Region pointing data:
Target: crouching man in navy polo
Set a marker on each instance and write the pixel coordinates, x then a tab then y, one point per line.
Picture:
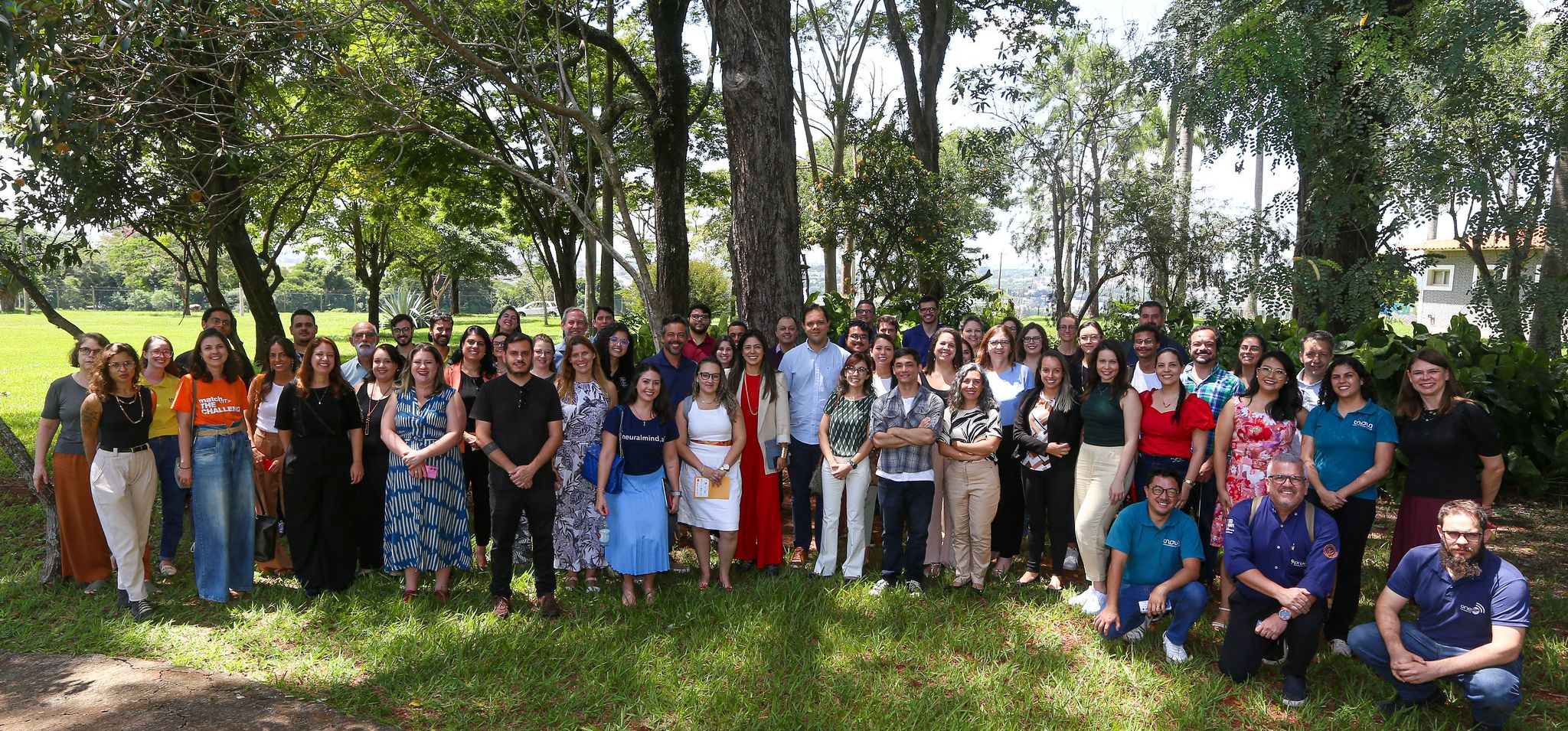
1475	609
1155	559
1282	551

Task details: Could you repeat every entry above exactly, with each picture omitted?

Written reply:
Target: crouching man in navy polo
Set a marker on each instance and write the pixel coordinates, x then a tab then y, one point per line.
Picture:
1475	609
1155	559
1282	551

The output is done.